*Information given*.

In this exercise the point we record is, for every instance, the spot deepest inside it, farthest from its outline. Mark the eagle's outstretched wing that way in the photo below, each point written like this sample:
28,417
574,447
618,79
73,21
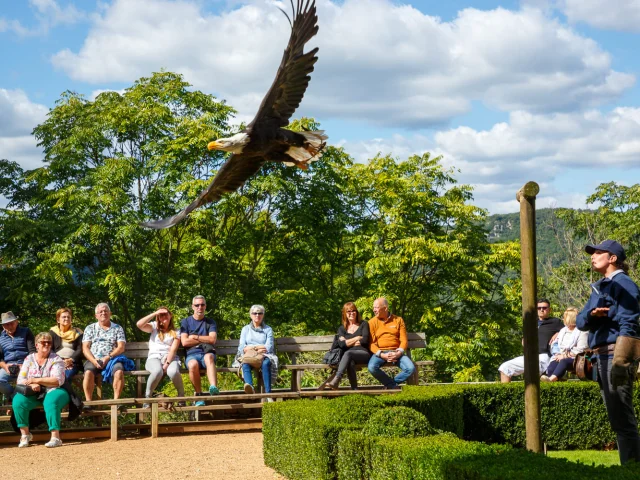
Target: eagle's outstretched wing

*The problem*. All of the records should be set down exactly, minus the pictures they hold.

*Reply*.
In this exercise the point we record is, for every instance, the spot deepest inside it, farthest from its outline. Mark the eagle's outstretched wing that way in the photo below, each point written like this sample:
28,417
574,447
618,79
73,21
Target: eagle's outstretched wing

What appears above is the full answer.